Exercise description ->
Please copy the records below word for word, all of them, but leave out the pictures.

Records supplied ->
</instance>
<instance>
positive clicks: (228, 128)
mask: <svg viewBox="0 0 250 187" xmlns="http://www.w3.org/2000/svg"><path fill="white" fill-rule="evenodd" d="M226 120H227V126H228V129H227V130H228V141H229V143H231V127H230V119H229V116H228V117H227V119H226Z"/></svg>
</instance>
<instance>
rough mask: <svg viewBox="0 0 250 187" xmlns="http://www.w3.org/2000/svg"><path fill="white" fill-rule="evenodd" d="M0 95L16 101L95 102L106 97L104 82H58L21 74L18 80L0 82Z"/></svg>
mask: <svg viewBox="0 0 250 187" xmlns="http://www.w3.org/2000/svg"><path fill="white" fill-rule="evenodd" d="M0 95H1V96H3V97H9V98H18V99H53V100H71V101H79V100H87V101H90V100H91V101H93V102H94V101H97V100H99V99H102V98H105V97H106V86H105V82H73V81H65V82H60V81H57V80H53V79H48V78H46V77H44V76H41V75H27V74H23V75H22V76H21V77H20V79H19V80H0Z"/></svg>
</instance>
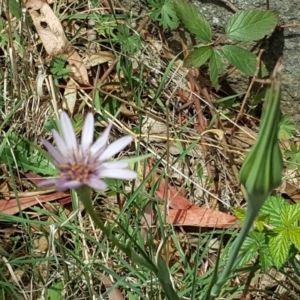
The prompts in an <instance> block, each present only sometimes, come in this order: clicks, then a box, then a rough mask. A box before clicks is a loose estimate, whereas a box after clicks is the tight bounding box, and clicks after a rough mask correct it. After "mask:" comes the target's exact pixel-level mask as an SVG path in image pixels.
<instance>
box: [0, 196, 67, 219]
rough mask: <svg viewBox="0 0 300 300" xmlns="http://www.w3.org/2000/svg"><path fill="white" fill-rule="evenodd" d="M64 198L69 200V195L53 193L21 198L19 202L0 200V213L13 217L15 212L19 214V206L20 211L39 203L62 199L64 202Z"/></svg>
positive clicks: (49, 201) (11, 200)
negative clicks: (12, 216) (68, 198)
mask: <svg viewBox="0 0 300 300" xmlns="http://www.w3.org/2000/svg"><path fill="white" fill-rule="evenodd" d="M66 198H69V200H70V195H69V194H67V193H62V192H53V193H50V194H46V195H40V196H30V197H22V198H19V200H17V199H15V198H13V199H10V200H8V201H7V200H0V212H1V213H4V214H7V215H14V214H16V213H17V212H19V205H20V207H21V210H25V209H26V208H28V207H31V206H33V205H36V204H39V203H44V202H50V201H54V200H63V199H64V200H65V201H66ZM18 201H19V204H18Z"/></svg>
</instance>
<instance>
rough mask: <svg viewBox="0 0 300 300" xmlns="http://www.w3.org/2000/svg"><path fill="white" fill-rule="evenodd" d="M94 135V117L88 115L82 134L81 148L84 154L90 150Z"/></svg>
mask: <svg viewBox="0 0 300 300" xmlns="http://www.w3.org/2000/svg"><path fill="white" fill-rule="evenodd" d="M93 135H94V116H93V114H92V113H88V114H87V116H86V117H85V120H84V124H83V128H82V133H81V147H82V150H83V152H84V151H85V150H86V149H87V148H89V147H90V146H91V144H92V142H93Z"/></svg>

Solution to this exercise ->
</instance>
<instance>
positive clicks: (228, 128)
mask: <svg viewBox="0 0 250 187" xmlns="http://www.w3.org/2000/svg"><path fill="white" fill-rule="evenodd" d="M226 120H227V126H228V129H227V130H228V141H229V143H231V127H230V119H229V116H228V117H227V119H226Z"/></svg>
</instance>
<instance>
rough mask: <svg viewBox="0 0 250 187" xmlns="http://www.w3.org/2000/svg"><path fill="white" fill-rule="evenodd" d="M0 95L16 101L95 102L106 97L104 82H58L21 74L18 80L0 82Z"/></svg>
mask: <svg viewBox="0 0 250 187" xmlns="http://www.w3.org/2000/svg"><path fill="white" fill-rule="evenodd" d="M0 95H1V96H3V97H9V98H18V99H53V100H71V101H79V100H87V101H90V100H91V101H93V102H94V101H97V100H99V99H102V98H105V97H106V86H105V82H73V81H65V82H60V81H57V80H53V79H48V78H46V77H44V76H41V75H27V74H23V75H22V76H21V77H20V79H19V80H0Z"/></svg>
</instance>
The prompts in an <instance> block, each present only sometimes, come in this order: clicks, then a box, then a rough mask. A box before clicks is a loose estimate, whereas a box after clicks is the tight bounding box, and clicks after a rough mask correct it. After "mask:" comes the target's exact pixel-level mask as an SVG path in image pixels.
<instance>
box: [0, 196, 67, 219]
rough mask: <svg viewBox="0 0 300 300" xmlns="http://www.w3.org/2000/svg"><path fill="white" fill-rule="evenodd" d="M64 198L69 200V195L53 193L21 198L19 202L0 200V213L13 217L15 212L19 214V206L20 211L39 203L62 199L64 202Z"/></svg>
positive clicks: (49, 201) (11, 200)
negative clicks: (12, 216) (68, 198)
mask: <svg viewBox="0 0 300 300" xmlns="http://www.w3.org/2000/svg"><path fill="white" fill-rule="evenodd" d="M66 198H69V200H70V195H69V194H67V193H62V192H53V193H50V194H46V195H40V196H30V197H22V198H19V200H17V199H15V198H13V199H10V200H8V201H7V200H0V212H1V213H4V214H7V215H14V214H16V213H17V212H19V205H20V207H21V210H25V209H26V208H28V207H31V206H33V205H36V204H39V203H44V202H50V201H54V200H63V199H64V200H65V201H66ZM18 201H19V204H18Z"/></svg>
</instance>
<instance>
rough mask: <svg viewBox="0 0 300 300" xmlns="http://www.w3.org/2000/svg"><path fill="white" fill-rule="evenodd" d="M94 135V117L88 115L82 134L81 148L84 154L90 150Z"/></svg>
mask: <svg viewBox="0 0 300 300" xmlns="http://www.w3.org/2000/svg"><path fill="white" fill-rule="evenodd" d="M93 135H94V116H93V114H92V113H88V114H87V116H86V117H85V120H84V124H83V128H82V133H81V147H82V150H83V152H84V151H85V150H86V149H87V148H89V147H90V146H91V144H92V142H93Z"/></svg>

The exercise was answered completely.